The records:
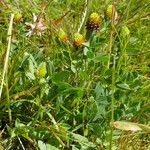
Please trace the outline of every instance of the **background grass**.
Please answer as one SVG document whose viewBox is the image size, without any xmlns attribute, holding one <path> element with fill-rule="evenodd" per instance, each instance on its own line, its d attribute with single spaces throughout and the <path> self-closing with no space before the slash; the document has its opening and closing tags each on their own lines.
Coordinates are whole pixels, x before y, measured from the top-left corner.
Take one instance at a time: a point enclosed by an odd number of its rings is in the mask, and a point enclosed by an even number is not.
<svg viewBox="0 0 150 150">
<path fill-rule="evenodd" d="M 87 37 L 85 20 L 81 30 L 85 41 L 74 48 L 72 42 L 85 2 L 0 1 L 1 76 L 10 15 L 22 15 L 21 20 L 13 22 L 8 71 L 0 100 L 0 149 L 150 148 L 149 132 L 111 126 L 111 121 L 117 120 L 150 124 L 150 3 L 116 1 L 119 20 L 115 21 L 110 38 L 111 20 L 106 9 L 112 2 L 88 1 L 86 20 L 97 12 L 100 29 Z M 41 36 L 34 33 L 26 37 L 29 29 L 25 23 L 33 23 L 33 13 L 43 18 L 47 28 Z M 122 31 L 124 26 L 130 35 Z M 59 38 L 60 28 L 68 35 L 68 43 Z M 37 70 L 43 69 L 41 63 L 46 64 L 46 75 L 42 77 L 37 75 Z"/>
</svg>

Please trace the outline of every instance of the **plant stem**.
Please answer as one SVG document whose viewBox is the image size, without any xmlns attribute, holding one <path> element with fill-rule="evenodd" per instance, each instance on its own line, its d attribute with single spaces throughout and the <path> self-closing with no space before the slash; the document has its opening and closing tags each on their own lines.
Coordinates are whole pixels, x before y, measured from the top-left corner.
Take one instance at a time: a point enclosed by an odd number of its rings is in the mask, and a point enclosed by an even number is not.
<svg viewBox="0 0 150 150">
<path fill-rule="evenodd" d="M 115 21 L 115 1 L 112 2 L 112 17 L 111 17 L 111 31 L 110 31 L 110 42 L 109 42 L 109 59 L 108 59 L 108 69 L 110 66 L 110 58 L 112 54 L 112 43 L 113 43 L 113 33 L 114 33 L 114 21 Z M 112 95 L 111 95 L 111 123 L 114 122 L 114 92 L 115 92 L 115 55 L 113 55 L 113 67 L 112 67 Z M 113 144 L 113 127 L 111 125 L 111 132 L 110 132 L 110 147 L 109 149 L 112 150 L 112 144 Z"/>
<path fill-rule="evenodd" d="M 11 14 L 11 19 L 10 19 L 8 33 L 7 33 L 7 36 L 8 36 L 7 53 L 6 53 L 5 64 L 4 64 L 3 74 L 2 74 L 2 82 L 1 82 L 1 87 L 0 87 L 0 99 L 1 99 L 3 85 L 4 85 L 5 74 L 7 73 L 8 59 L 9 59 L 9 53 L 10 53 L 10 48 L 11 48 L 13 19 L 14 19 L 14 14 Z"/>
<path fill-rule="evenodd" d="M 113 67 L 112 67 L 112 85 L 111 85 L 111 90 L 112 90 L 112 95 L 111 95 L 111 133 L 110 133 L 110 150 L 112 150 L 112 141 L 113 141 L 113 127 L 112 127 L 112 122 L 114 122 L 114 105 L 115 105 L 115 55 L 113 56 Z"/>
<path fill-rule="evenodd" d="M 6 74 L 6 95 L 7 95 L 7 108 L 8 108 L 9 123 L 11 125 L 12 115 L 11 115 L 11 109 L 10 109 L 9 86 L 8 86 L 7 74 Z"/>
</svg>

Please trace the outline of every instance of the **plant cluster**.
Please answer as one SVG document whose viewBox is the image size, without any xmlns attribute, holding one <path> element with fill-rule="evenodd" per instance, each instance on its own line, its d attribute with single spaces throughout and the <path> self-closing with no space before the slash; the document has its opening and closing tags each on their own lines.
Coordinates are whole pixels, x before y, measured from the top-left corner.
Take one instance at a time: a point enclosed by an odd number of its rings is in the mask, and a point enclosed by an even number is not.
<svg viewBox="0 0 150 150">
<path fill-rule="evenodd" d="M 0 2 L 0 149 L 150 148 L 149 4 L 103 2 Z"/>
</svg>

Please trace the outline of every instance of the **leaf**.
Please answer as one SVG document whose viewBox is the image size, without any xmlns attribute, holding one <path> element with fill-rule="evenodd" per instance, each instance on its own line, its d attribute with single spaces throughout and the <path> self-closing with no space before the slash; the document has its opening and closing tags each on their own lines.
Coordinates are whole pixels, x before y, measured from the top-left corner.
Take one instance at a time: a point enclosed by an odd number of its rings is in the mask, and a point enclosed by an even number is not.
<svg viewBox="0 0 150 150">
<path fill-rule="evenodd" d="M 52 146 L 51 144 L 46 144 L 46 150 L 59 150 L 59 149 L 55 146 Z"/>
<path fill-rule="evenodd" d="M 69 75 L 70 75 L 69 71 L 61 71 L 61 72 L 55 73 L 53 80 L 55 82 L 65 81 L 68 79 Z"/>
<path fill-rule="evenodd" d="M 40 150 L 47 150 L 45 143 L 43 143 L 41 140 L 38 141 L 38 147 Z"/>
<path fill-rule="evenodd" d="M 97 55 L 96 57 L 93 58 L 95 62 L 107 62 L 108 61 L 108 56 L 107 55 Z"/>
<path fill-rule="evenodd" d="M 124 90 L 131 90 L 129 85 L 124 83 L 124 84 L 117 84 L 117 87 L 124 89 Z"/>
<path fill-rule="evenodd" d="M 138 124 L 138 123 L 133 123 L 133 122 L 126 122 L 126 121 L 116 121 L 113 122 L 113 127 L 120 129 L 120 130 L 125 130 L 125 131 L 145 131 L 150 133 L 150 127 L 143 125 L 143 124 Z"/>
</svg>

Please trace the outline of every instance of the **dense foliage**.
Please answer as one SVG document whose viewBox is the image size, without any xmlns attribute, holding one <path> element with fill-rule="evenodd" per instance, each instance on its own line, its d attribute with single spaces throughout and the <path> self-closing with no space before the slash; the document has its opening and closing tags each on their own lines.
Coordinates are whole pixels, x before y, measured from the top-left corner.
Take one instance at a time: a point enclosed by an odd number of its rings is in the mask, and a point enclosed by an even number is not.
<svg viewBox="0 0 150 150">
<path fill-rule="evenodd" d="M 150 148 L 147 0 L 0 5 L 0 149 Z"/>
</svg>

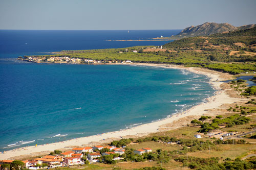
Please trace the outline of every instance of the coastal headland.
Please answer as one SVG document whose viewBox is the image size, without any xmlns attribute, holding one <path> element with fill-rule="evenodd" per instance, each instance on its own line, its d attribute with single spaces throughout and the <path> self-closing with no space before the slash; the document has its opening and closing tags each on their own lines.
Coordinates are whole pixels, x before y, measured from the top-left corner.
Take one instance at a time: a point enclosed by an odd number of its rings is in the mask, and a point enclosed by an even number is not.
<svg viewBox="0 0 256 170">
<path fill-rule="evenodd" d="M 214 115 L 216 113 L 211 109 L 220 108 L 223 105 L 239 103 L 248 99 L 243 98 L 230 96 L 228 94 L 229 88 L 224 88 L 221 81 L 230 80 L 232 76 L 226 73 L 209 70 L 195 67 L 185 67 L 174 65 L 146 63 L 122 63 L 120 64 L 133 64 L 150 66 L 163 67 L 169 69 L 186 69 L 198 74 L 206 75 L 210 78 L 209 82 L 217 91 L 215 95 L 207 99 L 207 102 L 196 106 L 182 113 L 173 115 L 166 118 L 149 124 L 141 125 L 131 129 L 98 134 L 96 135 L 73 139 L 62 142 L 45 144 L 37 146 L 30 146 L 16 149 L 5 152 L 0 154 L 1 159 L 17 159 L 27 155 L 46 155 L 57 149 L 70 149 L 74 146 L 93 146 L 96 144 L 110 142 L 114 140 L 130 137 L 139 137 L 146 136 L 152 133 L 176 129 L 190 123 L 191 119 L 198 118 L 202 115 Z"/>
</svg>

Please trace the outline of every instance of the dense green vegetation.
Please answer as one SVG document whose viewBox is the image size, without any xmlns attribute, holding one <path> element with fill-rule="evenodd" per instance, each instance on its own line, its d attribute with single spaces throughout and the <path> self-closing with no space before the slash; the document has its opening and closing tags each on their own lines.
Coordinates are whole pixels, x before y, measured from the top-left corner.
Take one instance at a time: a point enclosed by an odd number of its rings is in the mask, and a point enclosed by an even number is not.
<svg viewBox="0 0 256 170">
<path fill-rule="evenodd" d="M 243 111 L 244 110 L 241 109 L 241 112 Z M 244 114 L 245 113 L 244 113 Z M 205 120 L 205 119 L 204 119 Z M 226 127 L 230 128 L 236 125 L 241 125 L 248 124 L 250 119 L 249 117 L 240 116 L 239 114 L 234 114 L 225 118 L 222 118 L 221 116 L 218 116 L 216 118 L 211 120 L 210 123 L 208 122 L 203 123 L 196 119 L 192 120 L 191 123 L 201 125 L 201 129 L 198 131 L 198 132 L 206 133 L 215 129 L 220 129 L 220 125 L 225 126 Z M 201 120 L 202 119 L 201 119 Z"/>
<path fill-rule="evenodd" d="M 239 158 L 231 161 L 230 158 L 224 160 L 224 163 L 219 163 L 220 158 L 211 157 L 202 158 L 195 157 L 179 157 L 175 159 L 182 162 L 184 166 L 196 169 L 251 169 L 256 168 L 255 161 L 242 161 Z"/>
<path fill-rule="evenodd" d="M 234 75 L 251 72 L 256 70 L 256 57 L 253 53 L 256 52 L 255 29 L 254 28 L 208 36 L 183 38 L 164 45 L 165 51 L 154 50 L 151 46 L 137 46 L 125 48 L 63 51 L 58 54 L 44 56 L 47 58 L 68 57 L 102 61 L 131 60 L 133 62 L 183 65 Z M 238 42 L 244 45 L 234 44 Z M 154 50 L 145 50 L 150 48 Z M 133 53 L 134 50 L 138 53 Z M 237 53 L 230 55 L 232 51 Z"/>
</svg>

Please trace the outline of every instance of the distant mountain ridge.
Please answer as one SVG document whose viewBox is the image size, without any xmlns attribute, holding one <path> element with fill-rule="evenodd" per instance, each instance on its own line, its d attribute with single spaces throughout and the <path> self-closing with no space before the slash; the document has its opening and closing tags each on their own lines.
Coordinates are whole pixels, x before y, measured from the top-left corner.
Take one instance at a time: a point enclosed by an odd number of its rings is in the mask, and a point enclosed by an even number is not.
<svg viewBox="0 0 256 170">
<path fill-rule="evenodd" d="M 173 35 L 169 37 L 158 38 L 157 39 L 179 39 L 186 37 L 207 36 L 217 33 L 226 33 L 240 30 L 250 29 L 255 26 L 256 25 L 252 24 L 236 27 L 228 23 L 205 22 L 199 26 L 192 26 L 186 28 L 176 35 Z"/>
<path fill-rule="evenodd" d="M 237 31 L 238 29 L 227 23 L 217 23 L 205 22 L 197 26 L 191 26 L 185 28 L 177 36 L 182 35 L 195 37 L 200 35 L 209 35 L 216 33 L 222 33 Z"/>
</svg>

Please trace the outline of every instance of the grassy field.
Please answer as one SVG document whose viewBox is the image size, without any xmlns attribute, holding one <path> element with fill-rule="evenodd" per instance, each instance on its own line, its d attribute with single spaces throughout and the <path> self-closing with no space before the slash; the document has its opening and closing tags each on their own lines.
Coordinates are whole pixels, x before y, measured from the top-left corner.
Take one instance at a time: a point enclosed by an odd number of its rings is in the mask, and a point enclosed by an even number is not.
<svg viewBox="0 0 256 170">
<path fill-rule="evenodd" d="M 196 156 L 201 158 L 209 158 L 218 157 L 223 158 L 230 158 L 234 159 L 241 155 L 256 150 L 256 144 L 219 144 L 217 147 L 218 151 L 205 151 L 189 153 L 188 156 Z"/>
</svg>

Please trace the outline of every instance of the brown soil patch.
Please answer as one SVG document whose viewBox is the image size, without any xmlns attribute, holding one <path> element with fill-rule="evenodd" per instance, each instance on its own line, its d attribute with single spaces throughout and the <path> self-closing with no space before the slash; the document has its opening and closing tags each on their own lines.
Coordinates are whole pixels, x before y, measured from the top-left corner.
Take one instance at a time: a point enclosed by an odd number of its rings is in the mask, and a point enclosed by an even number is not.
<svg viewBox="0 0 256 170">
<path fill-rule="evenodd" d="M 165 52 L 166 51 L 166 49 L 161 49 L 161 48 L 148 48 L 148 49 L 144 49 L 143 50 L 143 52 Z M 174 50 L 168 50 L 169 52 L 175 52 L 177 53 L 177 52 L 176 51 Z"/>
<path fill-rule="evenodd" d="M 210 46 L 213 47 L 214 48 L 220 48 L 222 47 L 221 45 L 210 45 Z"/>
<path fill-rule="evenodd" d="M 244 47 L 245 46 L 245 44 L 242 42 L 237 42 L 234 43 L 237 46 L 241 46 L 241 47 Z"/>
<path fill-rule="evenodd" d="M 252 52 L 244 52 L 245 53 L 246 55 L 249 55 L 249 56 L 255 56 L 256 55 L 256 53 L 252 53 Z"/>
<path fill-rule="evenodd" d="M 236 53 L 239 53 L 239 51 L 232 51 L 229 53 L 229 56 L 235 55 Z"/>
</svg>

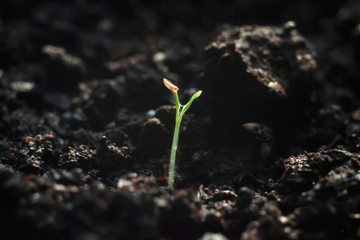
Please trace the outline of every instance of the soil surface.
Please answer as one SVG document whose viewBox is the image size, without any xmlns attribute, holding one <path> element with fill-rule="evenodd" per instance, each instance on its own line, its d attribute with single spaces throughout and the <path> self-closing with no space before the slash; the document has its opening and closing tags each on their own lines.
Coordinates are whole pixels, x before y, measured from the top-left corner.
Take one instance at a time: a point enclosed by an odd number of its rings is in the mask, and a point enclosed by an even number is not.
<svg viewBox="0 0 360 240">
<path fill-rule="evenodd" d="M 360 239 L 359 69 L 357 0 L 2 1 L 0 238 Z"/>
</svg>

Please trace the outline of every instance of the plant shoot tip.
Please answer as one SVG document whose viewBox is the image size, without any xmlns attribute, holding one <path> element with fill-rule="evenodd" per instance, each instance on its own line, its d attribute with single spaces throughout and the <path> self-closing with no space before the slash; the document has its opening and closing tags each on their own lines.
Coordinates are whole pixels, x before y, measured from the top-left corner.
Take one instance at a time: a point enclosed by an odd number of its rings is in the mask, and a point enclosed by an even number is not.
<svg viewBox="0 0 360 240">
<path fill-rule="evenodd" d="M 177 93 L 177 91 L 179 91 L 179 88 L 168 79 L 163 78 L 163 83 L 172 93 Z"/>
</svg>

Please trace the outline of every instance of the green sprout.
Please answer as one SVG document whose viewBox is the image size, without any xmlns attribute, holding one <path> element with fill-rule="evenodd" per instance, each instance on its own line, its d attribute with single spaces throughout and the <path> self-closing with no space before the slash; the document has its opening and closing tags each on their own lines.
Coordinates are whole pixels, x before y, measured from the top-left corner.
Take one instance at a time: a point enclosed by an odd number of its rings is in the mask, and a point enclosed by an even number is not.
<svg viewBox="0 0 360 240">
<path fill-rule="evenodd" d="M 180 124 L 181 120 L 185 114 L 185 112 L 190 108 L 192 102 L 200 97 L 202 91 L 197 91 L 189 100 L 189 102 L 185 105 L 181 105 L 179 101 L 179 95 L 177 94 L 179 88 L 175 86 L 172 82 L 167 80 L 166 78 L 163 79 L 164 85 L 174 94 L 175 96 L 175 103 L 176 103 L 176 116 L 175 116 L 175 129 L 174 129 L 174 136 L 173 142 L 171 146 L 171 155 L 170 155 L 170 167 L 169 167 L 169 180 L 168 184 L 169 187 L 174 187 L 174 172 L 175 172 L 175 158 L 176 158 L 176 150 L 179 141 L 179 131 L 180 131 Z"/>
</svg>

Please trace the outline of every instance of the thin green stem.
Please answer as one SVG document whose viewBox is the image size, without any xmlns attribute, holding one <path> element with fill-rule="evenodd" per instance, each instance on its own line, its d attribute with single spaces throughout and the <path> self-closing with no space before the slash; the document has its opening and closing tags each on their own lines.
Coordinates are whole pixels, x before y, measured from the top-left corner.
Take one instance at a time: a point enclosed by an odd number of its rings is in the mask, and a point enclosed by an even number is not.
<svg viewBox="0 0 360 240">
<path fill-rule="evenodd" d="M 178 146 L 178 142 L 179 142 L 179 132 L 180 132 L 181 120 L 182 120 L 185 112 L 191 106 L 192 102 L 201 95 L 201 91 L 196 92 L 185 106 L 182 106 L 180 104 L 179 95 L 177 94 L 177 92 L 173 92 L 173 94 L 175 96 L 175 102 L 176 102 L 176 116 L 175 116 L 174 136 L 173 136 L 173 141 L 172 141 L 172 146 L 171 146 L 169 180 L 168 180 L 168 185 L 171 188 L 174 188 L 175 159 L 176 159 L 177 146 Z"/>
</svg>

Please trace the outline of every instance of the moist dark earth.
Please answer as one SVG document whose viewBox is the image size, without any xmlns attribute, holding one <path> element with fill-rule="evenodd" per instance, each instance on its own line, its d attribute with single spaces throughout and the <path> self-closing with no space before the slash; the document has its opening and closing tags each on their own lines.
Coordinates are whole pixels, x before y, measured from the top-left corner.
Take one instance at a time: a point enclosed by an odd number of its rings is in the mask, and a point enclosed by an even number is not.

Task goal: Copy out the lines of the records from the one that contains "Please trace the outline of every instance of the dense" through the one that contains "239 158 L 231", inclusive, reproducing each without any change.

Exercise solution:
Please trace the outline of every instance of the dense green vegetation.
Please answer as one SVG document whose viewBox is the image size, without any xmlns attribute, holding one <path> element with fill-rule="evenodd" per instance, each instance on its own line, its d attribute with single spaces throughout and the <path> self-closing with no space before the slash; the document has its opening and closing tags each on their own lines.
Coordinates are whole pixels, x before y, measured from the top-left corner.
Take one instance at a time: a point enclosed by an odd number of its rings is in the mask, and a point enclosed by an even number is not.
<svg viewBox="0 0 256 170">
<path fill-rule="evenodd" d="M 243 111 L 244 110 L 241 109 L 241 112 Z M 244 114 L 245 113 L 244 113 Z M 205 120 L 205 119 L 204 119 Z M 226 127 L 230 128 L 236 125 L 241 125 L 248 124 L 250 119 L 249 117 L 240 116 L 239 114 L 234 114 L 225 118 L 222 118 L 221 116 L 218 116 L 216 118 L 211 120 L 210 123 L 208 122 L 203 123 L 196 119 L 192 120 L 191 123 L 201 125 L 201 129 L 198 131 L 198 132 L 206 133 L 215 129 L 220 129 L 220 125 L 225 126 Z M 201 120 L 202 119 L 201 119 Z"/>
<path fill-rule="evenodd" d="M 239 158 L 231 161 L 230 158 L 224 160 L 224 163 L 219 163 L 220 158 L 211 157 L 202 158 L 195 157 L 179 157 L 175 159 L 182 162 L 184 166 L 196 169 L 251 169 L 256 168 L 255 161 L 242 161 Z"/>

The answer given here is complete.